ESERCIZIO SCRITTO =
Ricopia senza alcuna modifica tutte le righe dei record riportati qui sotto.

============================================================

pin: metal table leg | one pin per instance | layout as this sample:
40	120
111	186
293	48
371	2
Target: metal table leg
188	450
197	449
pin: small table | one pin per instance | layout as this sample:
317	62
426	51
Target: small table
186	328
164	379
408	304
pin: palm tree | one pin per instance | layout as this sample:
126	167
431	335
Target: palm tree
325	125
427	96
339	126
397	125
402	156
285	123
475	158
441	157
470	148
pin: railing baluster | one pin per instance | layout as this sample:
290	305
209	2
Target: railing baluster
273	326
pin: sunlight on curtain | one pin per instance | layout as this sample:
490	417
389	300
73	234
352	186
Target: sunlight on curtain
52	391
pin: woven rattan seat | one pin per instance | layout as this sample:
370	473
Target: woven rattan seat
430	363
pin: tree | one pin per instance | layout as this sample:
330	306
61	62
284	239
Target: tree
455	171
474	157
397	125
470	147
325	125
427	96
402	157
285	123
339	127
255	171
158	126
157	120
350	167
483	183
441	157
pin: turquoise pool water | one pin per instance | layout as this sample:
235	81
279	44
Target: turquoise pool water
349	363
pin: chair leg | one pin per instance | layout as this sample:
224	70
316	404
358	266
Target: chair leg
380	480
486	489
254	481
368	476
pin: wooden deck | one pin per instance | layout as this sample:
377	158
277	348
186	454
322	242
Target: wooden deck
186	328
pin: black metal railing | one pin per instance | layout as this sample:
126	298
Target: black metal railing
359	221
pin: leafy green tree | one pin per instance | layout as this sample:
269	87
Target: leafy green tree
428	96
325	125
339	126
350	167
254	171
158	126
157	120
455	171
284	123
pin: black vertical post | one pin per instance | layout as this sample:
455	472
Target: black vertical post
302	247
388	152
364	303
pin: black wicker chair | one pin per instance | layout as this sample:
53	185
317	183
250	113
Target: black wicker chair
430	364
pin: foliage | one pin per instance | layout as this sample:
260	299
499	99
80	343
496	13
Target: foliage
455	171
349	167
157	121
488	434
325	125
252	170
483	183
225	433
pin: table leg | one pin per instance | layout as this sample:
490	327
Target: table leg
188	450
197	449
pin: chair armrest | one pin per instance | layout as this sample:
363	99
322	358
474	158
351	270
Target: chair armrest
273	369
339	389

============================================================

RISPOSTA COMPLETA =
pin: metal table leg | one pin per instance | layout as this sample:
40	120
111	186
293	48
371	2
Target: metal table leg
188	450
197	449
pin: small table | one pin per instance | layout as this sample:
317	62
426	51
Target: small table
186	328
164	379
408	304
pin: palm tree | one pin per instance | layout as this sample:
126	167
431	335
Target: palm tree
325	125
427	96
339	126
397	125
402	156
285	123
475	158
441	157
470	148
pin: railing baluster | one pin per instance | layout as this sample:
290	305
209	2
Target: railing baluster
273	326
pin: sunlight on curtain | one pin per instance | layout as this sample:
490	417
389	300
73	234
352	186
Target: sunlight on curtain
52	391
pin: woven rattan seat | one pin per instance | layout as this sample:
370	473
Target: woven rattan seat
430	363
pin: tree | one pin per instance | layout as this sample:
330	306
61	62
284	239
Target: tree
455	171
474	157
397	125
470	147
325	125
427	96
402	157
285	123
339	127
255	171
158	126
157	120
350	167
483	183
441	157
pin: turquoise pool water | one pin per instance | layout as this sample:
235	81
279	44
Target: turquoise pool water
349	363
pin: chair leg | one pin per instance | layout as this sample:
224	70
316	404
358	266
Target: chair leg
380	480
486	489
254	481
368	476
pin: wooden deck | one pin per instance | layout as this sample:
377	158
277	348
186	454
322	242
Target: wooden deck
186	328
pin: black metal railing | one pin per instance | layout as this sample:
126	298
Target: black metal railing
359	221
pin: leafy green tree | one pin per instance | layout as this sample:
269	87
Target: leafy green tree
428	96
325	125
339	126
350	167
254	171
158	126
157	120
455	171
284	123
pin: black vertical post | one pin per instance | layout as this sample:
455	472
Target: black vertical post
302	247
388	152
364	303
pin: black wicker chair | one pin per instance | layout as this sample:
53	185
317	183
250	113
Target: black wicker chair
430	364
pin: foliage | one pin per instance | layout as this sample:
260	299
499	99
80	343
496	13
Target: foliage
455	171
349	167
157	121
488	434
325	125
252	170
483	183
225	433
pin: table leg | one pin per instance | layout as this sample:
490	327
Target: table leg
188	450
197	449
pin: chair armrest | one pin per instance | layout as this sample:
363	99
322	358
474	158
351	270
Target: chair armrest
273	369
339	389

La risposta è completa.